§ **Problem requirements**
Reproduce these lines with every "van" switched to "truck", keeping everything else the same, and omit the pictures.

(Image location labeling lines)
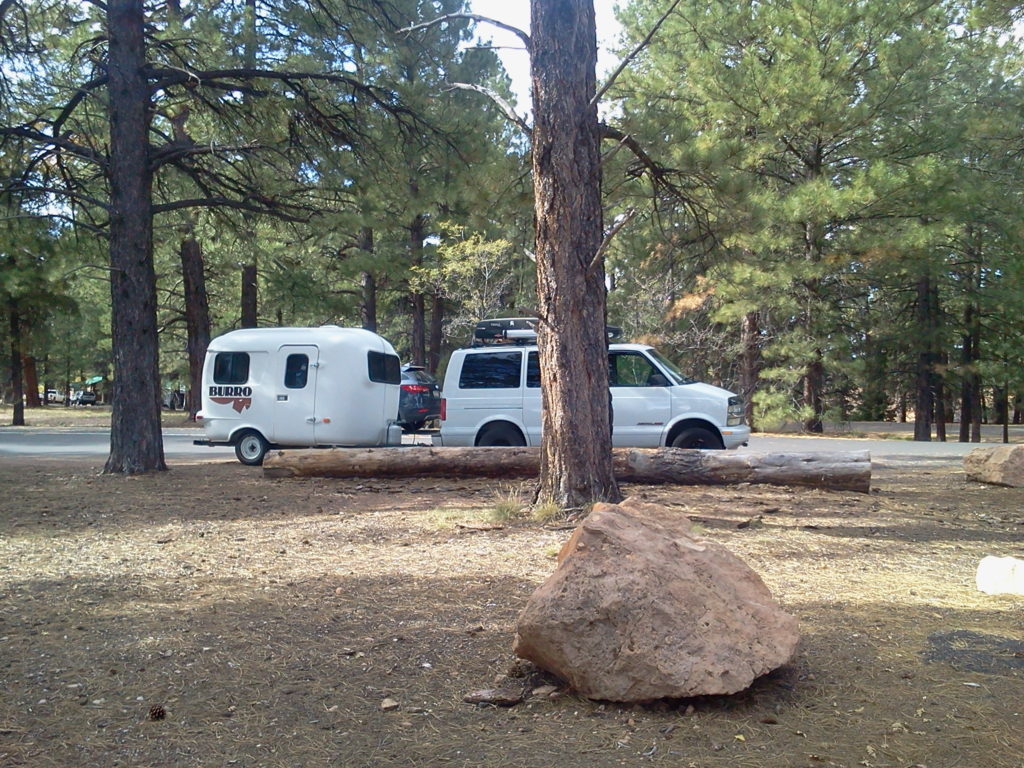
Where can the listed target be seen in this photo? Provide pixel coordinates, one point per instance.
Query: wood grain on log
(843, 471)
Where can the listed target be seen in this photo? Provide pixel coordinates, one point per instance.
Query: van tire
(503, 434)
(250, 448)
(697, 437)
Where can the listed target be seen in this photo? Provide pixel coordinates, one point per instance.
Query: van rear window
(384, 369)
(230, 368)
(491, 371)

§ **Response to this exercise**
Where can the listed target be seen in this photo? Provide pixel coordinates, one point per instance.
Query: wood grain on log
(843, 471)
Where can the listed target be seen in this photo? Provide pixel coordinates, one point per instance.
Query: truck tire
(503, 434)
(250, 448)
(697, 437)
Where can the listed target be seen in this photo? Provide pixel coordinates, one point per instance.
Query: truck rear window
(384, 369)
(230, 368)
(491, 371)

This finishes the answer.